··· EXCERPT ···

Endocrine therapy is the most important treatment option for women with hormone receptor-positive breast cancer. The potential mechanisms for endocrine resistance involve estrogen receptor (ER)-coregulatory proteins and cross-talk between ER and other growth factor-signaling networks. However, the factors and pathways responsible for endocrine resistance are still poorly identified.


The expression of HER2, p53, and Ki67 was examined by immunohistochemistry in primary breast tumour specimens from 73 metastatic breast cancer patients who received first-line treatment with endocrine therapy on relapse, and analysed to determine whether expression of these molecular markers affected the response to endocrine therapy.


Of the 73 invasive ductal carcinomas, 12.3%, 21.9%, and 35.6% were positive for HER2 overexpression, p53 protein accumulation, and Ki67 expression, respectively. All patients received endocrine therapy as first-line treatment for metastatic breast cancer; 34 patients (46.6%) responded. Patients with primary breast tumours that had p53 protein accumulation and Ki67 expression showed significantly more resistance to endocrine therapy (P = 0.0049 and P = 0.024, respectively). There were also tendencies for HER2 overexpression to correlate with resistance to endocrine therapy, but this did not reach significance. p53 protein accumulation and HER2 overexpression significantly reduced post-relapse survival (P < 0.0001 and P = 0.001, respectively), and these factors were also statistically significant in a multivariate analysis.


These data suggest that p53 protein accumulation is helpful in selecting patients who may benefit from endocrine therapy and is a prognostic marker in hormone receptor-positive metastatic breast cancer.

··· EXTRACTED RECORDS ···

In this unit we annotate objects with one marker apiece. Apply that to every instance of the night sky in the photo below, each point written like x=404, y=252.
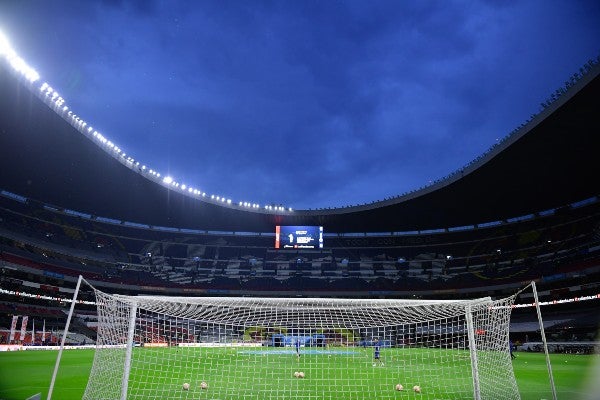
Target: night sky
x=307, y=104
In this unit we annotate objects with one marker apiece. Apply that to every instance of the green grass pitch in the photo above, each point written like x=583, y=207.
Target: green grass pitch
x=25, y=373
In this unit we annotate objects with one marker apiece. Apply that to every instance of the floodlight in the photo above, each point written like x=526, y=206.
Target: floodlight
x=4, y=45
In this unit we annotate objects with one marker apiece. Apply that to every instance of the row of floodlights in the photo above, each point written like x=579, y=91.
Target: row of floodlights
x=51, y=96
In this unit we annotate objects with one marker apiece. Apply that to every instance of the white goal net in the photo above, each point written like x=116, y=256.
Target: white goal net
x=300, y=348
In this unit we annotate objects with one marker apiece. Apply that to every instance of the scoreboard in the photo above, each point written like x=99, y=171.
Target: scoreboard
x=298, y=237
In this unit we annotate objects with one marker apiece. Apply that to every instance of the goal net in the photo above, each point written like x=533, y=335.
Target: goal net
x=300, y=348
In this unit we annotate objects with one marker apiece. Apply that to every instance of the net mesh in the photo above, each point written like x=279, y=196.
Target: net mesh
x=268, y=348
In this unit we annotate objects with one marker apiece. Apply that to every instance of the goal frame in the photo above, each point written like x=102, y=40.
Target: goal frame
x=136, y=303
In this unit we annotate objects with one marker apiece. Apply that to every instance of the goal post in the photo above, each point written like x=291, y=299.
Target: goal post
x=300, y=348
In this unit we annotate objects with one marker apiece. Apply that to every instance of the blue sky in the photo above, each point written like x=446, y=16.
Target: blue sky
x=304, y=103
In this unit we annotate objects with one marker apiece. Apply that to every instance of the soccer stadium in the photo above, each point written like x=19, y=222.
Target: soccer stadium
x=484, y=284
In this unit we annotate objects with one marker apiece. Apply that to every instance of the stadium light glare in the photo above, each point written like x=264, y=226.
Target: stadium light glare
x=20, y=66
x=5, y=47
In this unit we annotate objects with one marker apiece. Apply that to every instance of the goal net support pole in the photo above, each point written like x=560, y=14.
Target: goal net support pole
x=539, y=314
x=473, y=353
x=129, y=349
x=62, y=342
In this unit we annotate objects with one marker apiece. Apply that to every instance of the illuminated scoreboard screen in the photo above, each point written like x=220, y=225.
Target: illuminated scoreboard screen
x=298, y=237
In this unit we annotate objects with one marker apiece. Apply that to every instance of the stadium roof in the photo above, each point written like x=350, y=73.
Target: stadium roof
x=548, y=163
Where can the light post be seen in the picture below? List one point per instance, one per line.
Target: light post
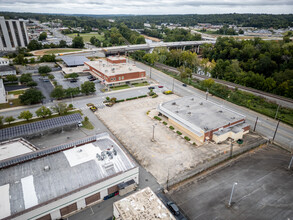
(230, 200)
(153, 139)
(207, 94)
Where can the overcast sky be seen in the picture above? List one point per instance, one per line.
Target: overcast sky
(148, 6)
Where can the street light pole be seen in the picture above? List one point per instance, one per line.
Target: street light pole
(230, 200)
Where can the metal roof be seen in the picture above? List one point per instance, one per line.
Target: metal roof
(39, 126)
(74, 60)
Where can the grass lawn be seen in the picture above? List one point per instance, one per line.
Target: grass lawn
(37, 119)
(140, 84)
(87, 36)
(61, 51)
(87, 125)
(120, 87)
(15, 103)
(16, 92)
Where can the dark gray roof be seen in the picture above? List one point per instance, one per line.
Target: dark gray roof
(74, 60)
(64, 177)
(39, 126)
(6, 68)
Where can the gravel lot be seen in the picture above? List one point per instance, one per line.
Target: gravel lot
(169, 155)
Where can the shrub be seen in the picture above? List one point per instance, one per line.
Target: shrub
(120, 100)
(158, 118)
(131, 98)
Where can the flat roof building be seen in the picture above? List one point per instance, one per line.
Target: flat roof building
(115, 73)
(143, 204)
(3, 96)
(13, 34)
(56, 182)
(203, 119)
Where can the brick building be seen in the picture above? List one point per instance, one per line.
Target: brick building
(115, 71)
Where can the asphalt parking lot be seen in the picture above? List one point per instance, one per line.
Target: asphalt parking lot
(264, 189)
(65, 83)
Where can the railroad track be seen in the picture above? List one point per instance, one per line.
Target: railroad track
(230, 84)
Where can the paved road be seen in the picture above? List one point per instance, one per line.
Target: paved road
(266, 126)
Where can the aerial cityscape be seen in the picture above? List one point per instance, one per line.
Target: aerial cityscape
(142, 110)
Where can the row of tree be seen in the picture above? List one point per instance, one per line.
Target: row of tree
(42, 112)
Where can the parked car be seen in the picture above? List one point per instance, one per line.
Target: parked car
(173, 208)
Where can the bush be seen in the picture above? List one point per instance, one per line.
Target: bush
(131, 98)
(121, 100)
(158, 118)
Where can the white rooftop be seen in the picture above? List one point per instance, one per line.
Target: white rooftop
(110, 69)
(143, 204)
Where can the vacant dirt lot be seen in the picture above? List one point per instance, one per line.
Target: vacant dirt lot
(169, 153)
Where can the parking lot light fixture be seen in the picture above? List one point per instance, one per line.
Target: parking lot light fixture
(230, 200)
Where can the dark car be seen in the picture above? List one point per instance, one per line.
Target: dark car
(173, 208)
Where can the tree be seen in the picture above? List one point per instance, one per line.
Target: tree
(9, 119)
(60, 108)
(77, 42)
(32, 84)
(34, 45)
(88, 87)
(62, 44)
(58, 92)
(27, 115)
(25, 78)
(44, 69)
(11, 78)
(43, 36)
(31, 96)
(43, 112)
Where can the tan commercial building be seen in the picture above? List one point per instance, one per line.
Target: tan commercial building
(204, 120)
(114, 71)
(142, 205)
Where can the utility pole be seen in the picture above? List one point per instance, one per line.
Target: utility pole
(230, 200)
(276, 130)
(277, 111)
(255, 124)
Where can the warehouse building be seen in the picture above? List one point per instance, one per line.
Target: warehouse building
(143, 204)
(56, 182)
(13, 34)
(3, 96)
(204, 120)
(115, 71)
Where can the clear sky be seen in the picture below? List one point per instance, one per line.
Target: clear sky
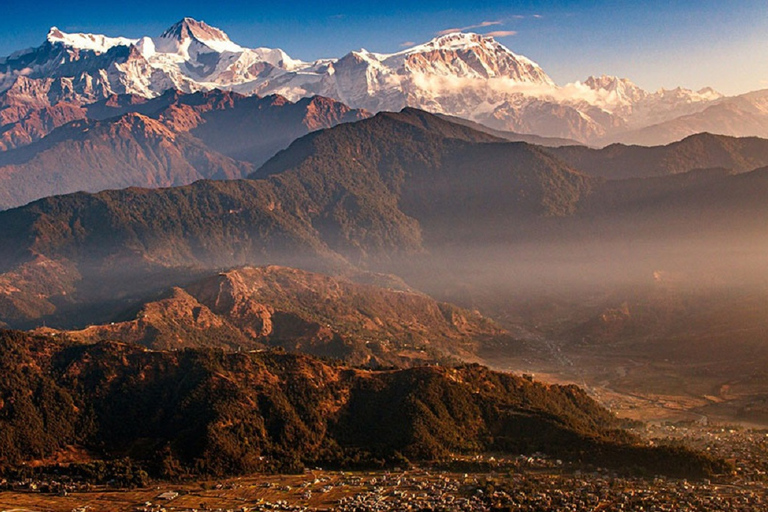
(717, 43)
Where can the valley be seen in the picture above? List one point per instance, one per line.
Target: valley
(430, 279)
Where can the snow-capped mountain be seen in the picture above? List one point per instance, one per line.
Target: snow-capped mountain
(467, 75)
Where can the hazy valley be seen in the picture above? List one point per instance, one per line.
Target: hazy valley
(222, 261)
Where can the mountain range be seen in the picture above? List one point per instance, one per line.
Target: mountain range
(207, 412)
(460, 74)
(442, 205)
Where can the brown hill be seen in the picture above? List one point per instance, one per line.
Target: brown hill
(351, 194)
(209, 412)
(303, 312)
(133, 150)
(125, 140)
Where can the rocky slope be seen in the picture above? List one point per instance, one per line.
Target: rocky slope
(700, 151)
(210, 412)
(172, 140)
(303, 312)
(466, 75)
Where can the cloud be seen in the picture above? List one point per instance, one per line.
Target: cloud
(501, 33)
(482, 24)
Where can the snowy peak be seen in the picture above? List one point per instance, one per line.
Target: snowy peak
(622, 89)
(470, 55)
(188, 30)
(92, 42)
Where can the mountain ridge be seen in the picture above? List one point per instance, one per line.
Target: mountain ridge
(461, 74)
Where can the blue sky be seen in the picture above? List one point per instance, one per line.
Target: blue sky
(723, 44)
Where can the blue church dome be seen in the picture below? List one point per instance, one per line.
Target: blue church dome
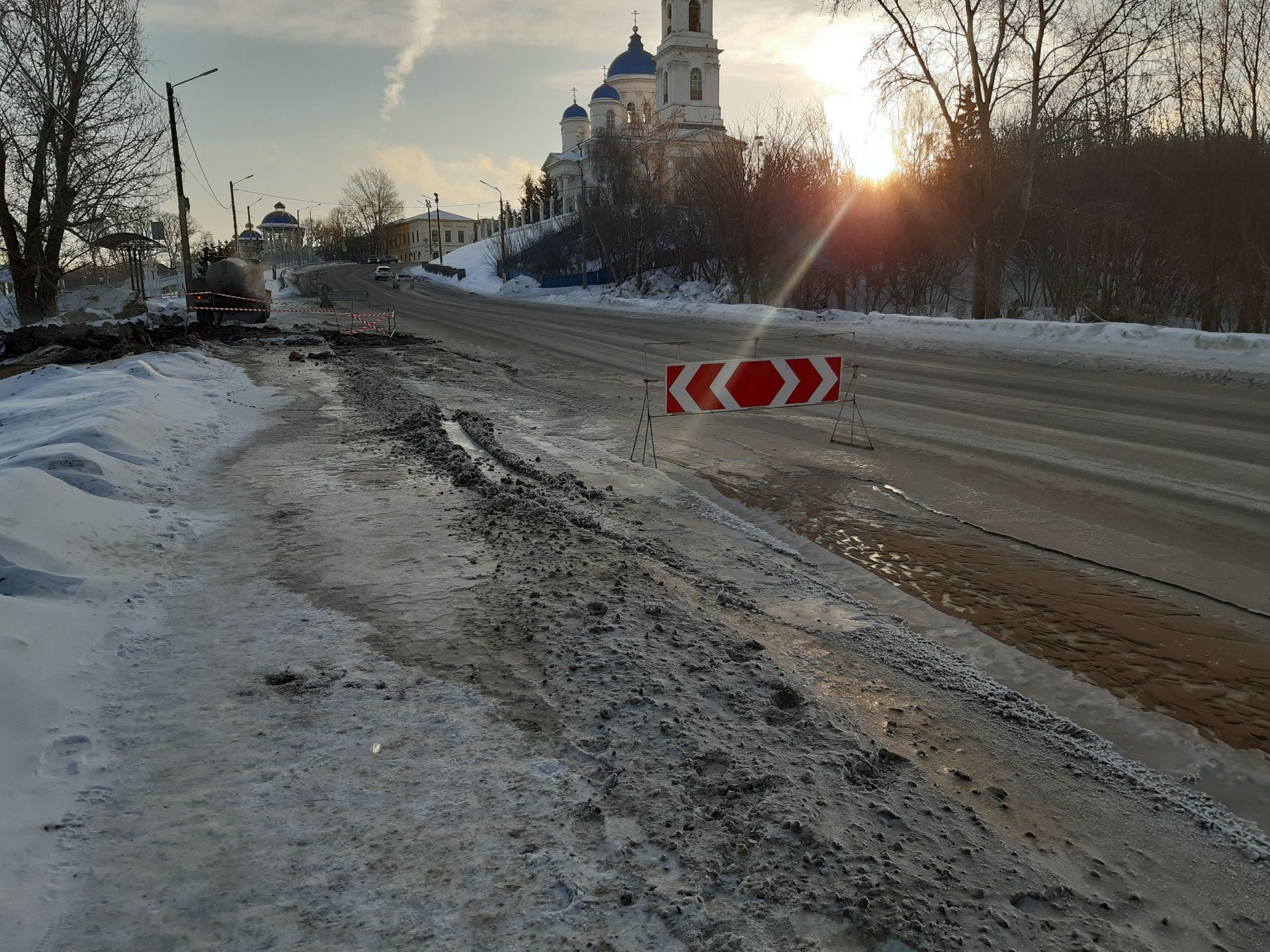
(636, 61)
(278, 219)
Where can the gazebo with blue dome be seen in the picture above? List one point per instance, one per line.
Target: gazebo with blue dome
(282, 234)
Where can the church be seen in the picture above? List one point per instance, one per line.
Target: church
(672, 95)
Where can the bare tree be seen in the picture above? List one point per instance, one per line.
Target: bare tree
(371, 201)
(81, 143)
(1016, 71)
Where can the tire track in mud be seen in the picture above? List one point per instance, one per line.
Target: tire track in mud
(726, 800)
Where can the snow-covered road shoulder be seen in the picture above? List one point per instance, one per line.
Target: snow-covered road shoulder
(1170, 349)
(93, 462)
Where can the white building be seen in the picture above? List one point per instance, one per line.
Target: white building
(422, 237)
(672, 95)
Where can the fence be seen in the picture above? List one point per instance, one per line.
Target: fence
(446, 270)
(566, 281)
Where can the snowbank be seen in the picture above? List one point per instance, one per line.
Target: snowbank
(91, 462)
(1115, 339)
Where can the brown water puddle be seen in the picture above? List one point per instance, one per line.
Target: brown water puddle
(1136, 643)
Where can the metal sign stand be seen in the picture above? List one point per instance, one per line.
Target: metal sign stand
(646, 424)
(849, 397)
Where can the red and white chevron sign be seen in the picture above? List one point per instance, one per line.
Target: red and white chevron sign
(749, 385)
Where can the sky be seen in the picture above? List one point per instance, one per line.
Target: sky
(446, 93)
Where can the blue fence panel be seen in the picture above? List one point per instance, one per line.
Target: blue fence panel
(566, 281)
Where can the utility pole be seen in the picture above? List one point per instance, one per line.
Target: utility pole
(441, 237)
(182, 210)
(187, 270)
(502, 231)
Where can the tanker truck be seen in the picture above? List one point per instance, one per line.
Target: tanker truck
(232, 290)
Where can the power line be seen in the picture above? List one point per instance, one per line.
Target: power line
(292, 198)
(190, 140)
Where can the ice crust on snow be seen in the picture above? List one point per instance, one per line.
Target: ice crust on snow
(89, 462)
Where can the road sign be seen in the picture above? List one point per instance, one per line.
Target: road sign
(718, 386)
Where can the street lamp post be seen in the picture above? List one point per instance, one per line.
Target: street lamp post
(182, 214)
(238, 243)
(427, 204)
(502, 231)
(441, 238)
(300, 245)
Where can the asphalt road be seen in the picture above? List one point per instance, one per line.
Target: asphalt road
(1161, 476)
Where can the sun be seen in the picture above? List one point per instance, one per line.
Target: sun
(836, 60)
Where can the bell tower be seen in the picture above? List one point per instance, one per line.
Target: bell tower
(687, 65)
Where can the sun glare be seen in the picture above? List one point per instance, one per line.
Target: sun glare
(836, 60)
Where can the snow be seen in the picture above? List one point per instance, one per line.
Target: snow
(700, 300)
(91, 461)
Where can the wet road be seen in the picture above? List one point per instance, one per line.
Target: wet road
(1161, 477)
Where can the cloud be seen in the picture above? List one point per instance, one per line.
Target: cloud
(423, 27)
(458, 182)
(370, 23)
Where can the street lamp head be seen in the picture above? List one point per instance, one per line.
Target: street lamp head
(208, 73)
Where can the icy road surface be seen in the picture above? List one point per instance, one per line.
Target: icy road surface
(423, 690)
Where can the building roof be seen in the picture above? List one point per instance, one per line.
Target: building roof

···

▸ **EXERCISE REQUIREMENTS**: In the excerpt on endocrine therapy for breast cancer, how many of the 73 patients responded to first-line endocrine therapy?

▸ **RESPONSE**: 34 patients (46.6%) responded.